*** Opening Supplied data ***

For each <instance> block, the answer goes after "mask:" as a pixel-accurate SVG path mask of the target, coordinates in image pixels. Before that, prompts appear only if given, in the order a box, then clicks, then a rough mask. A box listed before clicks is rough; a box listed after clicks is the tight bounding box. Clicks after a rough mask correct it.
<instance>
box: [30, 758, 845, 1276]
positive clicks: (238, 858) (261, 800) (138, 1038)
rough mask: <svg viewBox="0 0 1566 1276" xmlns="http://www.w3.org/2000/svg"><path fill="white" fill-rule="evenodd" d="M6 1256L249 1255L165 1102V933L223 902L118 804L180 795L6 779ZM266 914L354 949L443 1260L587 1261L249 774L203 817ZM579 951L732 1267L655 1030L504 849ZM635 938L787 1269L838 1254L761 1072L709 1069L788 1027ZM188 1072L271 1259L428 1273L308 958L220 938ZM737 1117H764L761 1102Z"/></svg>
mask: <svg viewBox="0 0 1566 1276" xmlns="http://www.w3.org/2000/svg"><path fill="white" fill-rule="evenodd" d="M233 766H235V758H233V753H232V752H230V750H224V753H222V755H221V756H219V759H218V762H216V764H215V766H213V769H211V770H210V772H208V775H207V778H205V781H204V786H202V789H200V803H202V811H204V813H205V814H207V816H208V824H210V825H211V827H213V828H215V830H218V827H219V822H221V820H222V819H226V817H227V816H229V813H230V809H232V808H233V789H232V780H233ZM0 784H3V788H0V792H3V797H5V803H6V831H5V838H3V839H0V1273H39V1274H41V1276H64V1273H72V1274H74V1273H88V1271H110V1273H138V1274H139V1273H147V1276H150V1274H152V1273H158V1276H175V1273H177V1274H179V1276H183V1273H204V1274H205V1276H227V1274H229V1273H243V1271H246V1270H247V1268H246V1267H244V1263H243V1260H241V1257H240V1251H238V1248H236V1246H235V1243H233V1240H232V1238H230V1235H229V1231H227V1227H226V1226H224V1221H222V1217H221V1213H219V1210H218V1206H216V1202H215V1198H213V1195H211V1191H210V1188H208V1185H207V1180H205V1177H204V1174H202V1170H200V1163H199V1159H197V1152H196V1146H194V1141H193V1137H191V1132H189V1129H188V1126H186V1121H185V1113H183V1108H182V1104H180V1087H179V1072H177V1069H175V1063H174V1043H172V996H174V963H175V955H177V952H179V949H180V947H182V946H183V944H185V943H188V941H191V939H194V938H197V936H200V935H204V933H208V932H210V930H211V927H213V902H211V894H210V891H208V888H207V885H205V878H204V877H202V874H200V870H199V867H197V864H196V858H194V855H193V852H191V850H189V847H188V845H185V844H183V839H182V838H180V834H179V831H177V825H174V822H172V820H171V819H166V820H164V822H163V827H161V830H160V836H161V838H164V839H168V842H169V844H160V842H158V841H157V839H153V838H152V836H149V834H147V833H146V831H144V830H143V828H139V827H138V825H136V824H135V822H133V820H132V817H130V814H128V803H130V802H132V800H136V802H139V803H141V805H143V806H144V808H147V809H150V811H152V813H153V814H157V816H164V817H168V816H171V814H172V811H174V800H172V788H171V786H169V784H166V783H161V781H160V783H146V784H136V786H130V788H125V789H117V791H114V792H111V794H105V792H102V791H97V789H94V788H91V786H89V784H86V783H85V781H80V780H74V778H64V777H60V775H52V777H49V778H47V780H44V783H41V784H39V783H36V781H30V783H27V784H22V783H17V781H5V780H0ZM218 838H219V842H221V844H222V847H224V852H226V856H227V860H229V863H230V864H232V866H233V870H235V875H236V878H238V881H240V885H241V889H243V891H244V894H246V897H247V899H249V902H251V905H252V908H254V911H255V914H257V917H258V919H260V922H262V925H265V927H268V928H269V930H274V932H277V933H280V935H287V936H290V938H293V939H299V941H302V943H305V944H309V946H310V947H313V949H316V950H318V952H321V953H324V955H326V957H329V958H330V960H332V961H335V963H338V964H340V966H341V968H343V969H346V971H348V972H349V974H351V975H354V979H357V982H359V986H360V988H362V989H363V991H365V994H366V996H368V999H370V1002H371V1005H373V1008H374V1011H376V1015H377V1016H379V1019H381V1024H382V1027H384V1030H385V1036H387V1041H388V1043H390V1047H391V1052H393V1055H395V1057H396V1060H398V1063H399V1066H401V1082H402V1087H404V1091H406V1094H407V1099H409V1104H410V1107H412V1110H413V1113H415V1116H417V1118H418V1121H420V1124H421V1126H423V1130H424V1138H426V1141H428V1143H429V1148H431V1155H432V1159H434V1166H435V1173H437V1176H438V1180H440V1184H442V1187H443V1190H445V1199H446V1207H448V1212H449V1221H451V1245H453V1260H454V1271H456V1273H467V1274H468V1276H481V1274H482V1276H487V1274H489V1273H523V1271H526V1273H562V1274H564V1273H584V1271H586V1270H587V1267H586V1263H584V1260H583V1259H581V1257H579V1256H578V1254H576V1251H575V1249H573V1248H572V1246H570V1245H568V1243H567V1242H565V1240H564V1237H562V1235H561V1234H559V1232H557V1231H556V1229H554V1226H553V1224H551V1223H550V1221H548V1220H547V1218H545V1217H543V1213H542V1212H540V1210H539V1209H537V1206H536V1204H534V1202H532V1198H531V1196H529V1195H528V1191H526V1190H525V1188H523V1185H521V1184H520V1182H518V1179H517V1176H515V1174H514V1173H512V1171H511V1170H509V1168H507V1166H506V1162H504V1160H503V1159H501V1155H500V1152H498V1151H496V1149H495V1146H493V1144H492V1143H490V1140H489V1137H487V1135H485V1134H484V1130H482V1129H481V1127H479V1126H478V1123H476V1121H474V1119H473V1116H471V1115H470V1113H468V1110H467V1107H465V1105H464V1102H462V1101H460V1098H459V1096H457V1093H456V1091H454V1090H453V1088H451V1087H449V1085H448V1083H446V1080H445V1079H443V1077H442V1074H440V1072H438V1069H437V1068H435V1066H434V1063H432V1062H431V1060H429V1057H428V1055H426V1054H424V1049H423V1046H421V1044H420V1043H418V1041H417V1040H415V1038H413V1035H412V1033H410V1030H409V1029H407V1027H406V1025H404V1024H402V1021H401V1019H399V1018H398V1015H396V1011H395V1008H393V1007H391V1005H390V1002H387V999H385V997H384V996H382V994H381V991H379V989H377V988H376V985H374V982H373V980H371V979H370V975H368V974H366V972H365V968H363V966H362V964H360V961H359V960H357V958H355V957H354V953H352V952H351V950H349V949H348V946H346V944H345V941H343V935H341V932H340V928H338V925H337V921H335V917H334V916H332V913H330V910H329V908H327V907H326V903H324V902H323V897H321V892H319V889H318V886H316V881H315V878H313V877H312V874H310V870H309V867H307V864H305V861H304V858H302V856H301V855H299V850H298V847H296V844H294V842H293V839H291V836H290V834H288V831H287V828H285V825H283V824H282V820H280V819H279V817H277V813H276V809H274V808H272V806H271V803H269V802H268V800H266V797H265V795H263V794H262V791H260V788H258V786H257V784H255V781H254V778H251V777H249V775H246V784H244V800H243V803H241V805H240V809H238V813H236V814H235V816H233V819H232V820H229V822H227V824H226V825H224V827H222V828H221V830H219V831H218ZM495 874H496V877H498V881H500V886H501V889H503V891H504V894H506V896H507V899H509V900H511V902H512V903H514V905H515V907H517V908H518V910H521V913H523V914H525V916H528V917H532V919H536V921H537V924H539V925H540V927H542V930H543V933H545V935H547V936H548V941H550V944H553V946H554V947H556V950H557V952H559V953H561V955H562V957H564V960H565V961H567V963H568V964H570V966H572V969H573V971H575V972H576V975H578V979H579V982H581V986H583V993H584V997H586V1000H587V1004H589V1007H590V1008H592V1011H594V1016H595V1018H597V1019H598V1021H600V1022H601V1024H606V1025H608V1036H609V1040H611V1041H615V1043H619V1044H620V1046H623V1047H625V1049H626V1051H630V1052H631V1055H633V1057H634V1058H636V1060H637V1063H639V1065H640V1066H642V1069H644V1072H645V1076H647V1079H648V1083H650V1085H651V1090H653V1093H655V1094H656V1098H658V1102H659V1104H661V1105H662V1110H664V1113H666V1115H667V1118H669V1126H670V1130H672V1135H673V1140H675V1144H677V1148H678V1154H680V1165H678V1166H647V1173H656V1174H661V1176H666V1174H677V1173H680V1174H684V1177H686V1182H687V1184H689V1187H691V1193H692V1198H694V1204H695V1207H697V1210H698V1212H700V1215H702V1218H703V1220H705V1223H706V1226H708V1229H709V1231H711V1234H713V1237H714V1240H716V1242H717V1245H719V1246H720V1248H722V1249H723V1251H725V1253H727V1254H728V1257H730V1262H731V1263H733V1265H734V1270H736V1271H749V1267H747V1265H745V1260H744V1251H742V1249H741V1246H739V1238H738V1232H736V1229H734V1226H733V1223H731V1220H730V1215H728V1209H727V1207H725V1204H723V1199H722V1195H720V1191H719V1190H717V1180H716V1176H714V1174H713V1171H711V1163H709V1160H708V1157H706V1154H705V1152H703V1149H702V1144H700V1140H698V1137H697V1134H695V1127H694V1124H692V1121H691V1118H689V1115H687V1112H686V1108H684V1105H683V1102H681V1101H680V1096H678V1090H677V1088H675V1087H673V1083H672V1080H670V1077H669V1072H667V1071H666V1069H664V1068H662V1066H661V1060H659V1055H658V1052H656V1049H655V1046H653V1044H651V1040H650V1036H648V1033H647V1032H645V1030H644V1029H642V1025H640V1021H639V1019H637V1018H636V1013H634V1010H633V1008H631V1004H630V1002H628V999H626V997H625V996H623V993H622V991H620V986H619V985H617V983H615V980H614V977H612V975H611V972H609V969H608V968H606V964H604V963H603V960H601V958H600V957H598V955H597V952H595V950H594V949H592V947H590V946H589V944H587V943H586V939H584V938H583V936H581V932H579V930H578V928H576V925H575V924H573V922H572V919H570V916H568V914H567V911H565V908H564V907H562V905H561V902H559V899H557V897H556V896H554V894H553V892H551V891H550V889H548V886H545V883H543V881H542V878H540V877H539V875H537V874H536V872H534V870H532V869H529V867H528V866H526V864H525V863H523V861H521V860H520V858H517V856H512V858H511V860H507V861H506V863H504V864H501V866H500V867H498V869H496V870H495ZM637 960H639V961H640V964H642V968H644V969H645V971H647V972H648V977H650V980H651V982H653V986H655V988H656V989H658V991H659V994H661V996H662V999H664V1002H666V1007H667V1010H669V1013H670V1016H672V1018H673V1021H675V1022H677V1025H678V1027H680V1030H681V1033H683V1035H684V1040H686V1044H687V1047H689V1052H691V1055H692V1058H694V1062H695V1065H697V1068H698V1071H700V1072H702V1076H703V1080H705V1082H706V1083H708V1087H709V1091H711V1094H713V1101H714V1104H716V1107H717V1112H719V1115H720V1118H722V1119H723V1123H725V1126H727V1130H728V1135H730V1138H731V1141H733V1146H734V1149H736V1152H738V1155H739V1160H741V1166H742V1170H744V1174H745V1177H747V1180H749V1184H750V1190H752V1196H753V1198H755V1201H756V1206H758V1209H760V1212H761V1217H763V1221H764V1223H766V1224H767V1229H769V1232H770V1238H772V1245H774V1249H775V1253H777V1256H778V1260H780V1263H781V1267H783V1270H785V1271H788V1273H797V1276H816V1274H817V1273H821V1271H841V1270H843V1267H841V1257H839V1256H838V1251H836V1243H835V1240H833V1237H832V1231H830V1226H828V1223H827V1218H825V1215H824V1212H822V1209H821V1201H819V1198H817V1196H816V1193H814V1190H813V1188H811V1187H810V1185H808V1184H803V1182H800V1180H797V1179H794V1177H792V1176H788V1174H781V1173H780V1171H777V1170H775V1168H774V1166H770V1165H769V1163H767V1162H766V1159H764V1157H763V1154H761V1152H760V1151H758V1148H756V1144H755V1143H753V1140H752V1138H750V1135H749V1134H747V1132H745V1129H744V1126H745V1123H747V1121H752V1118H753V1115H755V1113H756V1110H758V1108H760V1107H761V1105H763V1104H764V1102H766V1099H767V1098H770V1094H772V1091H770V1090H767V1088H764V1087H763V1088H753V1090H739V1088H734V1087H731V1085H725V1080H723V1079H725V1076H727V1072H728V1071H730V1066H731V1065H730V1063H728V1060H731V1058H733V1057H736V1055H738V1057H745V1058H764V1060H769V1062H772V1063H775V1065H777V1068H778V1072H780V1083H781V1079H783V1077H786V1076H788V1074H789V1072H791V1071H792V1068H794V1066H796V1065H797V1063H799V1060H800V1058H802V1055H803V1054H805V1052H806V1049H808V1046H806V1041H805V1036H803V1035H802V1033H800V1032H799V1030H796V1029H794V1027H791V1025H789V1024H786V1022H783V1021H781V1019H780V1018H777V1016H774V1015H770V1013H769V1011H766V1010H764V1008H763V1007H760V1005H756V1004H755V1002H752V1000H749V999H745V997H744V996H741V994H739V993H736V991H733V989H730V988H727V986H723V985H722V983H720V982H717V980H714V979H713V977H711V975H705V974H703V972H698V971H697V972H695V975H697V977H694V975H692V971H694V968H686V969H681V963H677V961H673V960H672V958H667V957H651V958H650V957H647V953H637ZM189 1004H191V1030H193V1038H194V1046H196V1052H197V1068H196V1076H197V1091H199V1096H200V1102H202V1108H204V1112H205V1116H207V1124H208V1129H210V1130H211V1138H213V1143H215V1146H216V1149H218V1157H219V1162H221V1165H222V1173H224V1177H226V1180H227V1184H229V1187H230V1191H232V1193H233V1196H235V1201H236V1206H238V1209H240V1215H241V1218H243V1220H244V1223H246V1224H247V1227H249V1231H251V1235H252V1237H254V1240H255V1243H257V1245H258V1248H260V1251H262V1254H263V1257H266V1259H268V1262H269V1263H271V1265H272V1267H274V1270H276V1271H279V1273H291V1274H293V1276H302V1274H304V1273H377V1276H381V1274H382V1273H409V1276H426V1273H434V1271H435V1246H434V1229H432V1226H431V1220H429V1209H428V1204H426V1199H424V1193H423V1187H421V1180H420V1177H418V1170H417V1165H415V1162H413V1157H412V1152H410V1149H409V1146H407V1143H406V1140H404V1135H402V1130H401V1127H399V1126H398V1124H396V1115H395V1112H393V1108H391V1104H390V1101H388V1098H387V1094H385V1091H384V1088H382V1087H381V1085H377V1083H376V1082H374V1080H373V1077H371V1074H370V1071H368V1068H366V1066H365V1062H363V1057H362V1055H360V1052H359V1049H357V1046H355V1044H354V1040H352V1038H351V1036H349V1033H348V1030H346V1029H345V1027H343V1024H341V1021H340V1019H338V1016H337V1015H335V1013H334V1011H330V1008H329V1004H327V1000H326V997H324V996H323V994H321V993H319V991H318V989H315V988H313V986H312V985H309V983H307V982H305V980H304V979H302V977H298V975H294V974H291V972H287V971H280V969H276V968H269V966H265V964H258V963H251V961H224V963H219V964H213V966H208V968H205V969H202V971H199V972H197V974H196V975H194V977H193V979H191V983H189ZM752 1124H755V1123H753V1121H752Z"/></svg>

*** Closing Supplied data ***

▶ [What you should do] After locating the line that contains "positive clicks: (238, 858)", please copy exactly every line from the start of the records through it, and nothing else.

▶ [Answer box]
For each <instance> block, the answer goes after "mask:" as a pixel-accurate SVG path mask of the target, coordinates in image pixels. Before that, prompts appear only if given, in the order a box, then clicks, then a rough mask. A box listed before clicks is rough; a box listed after clicks is the tight bounding box. Clicks after a rough mask correct it.
<instance>
box: [30, 758, 845, 1276]
positive clicks: (238, 858) (261, 800) (138, 1038)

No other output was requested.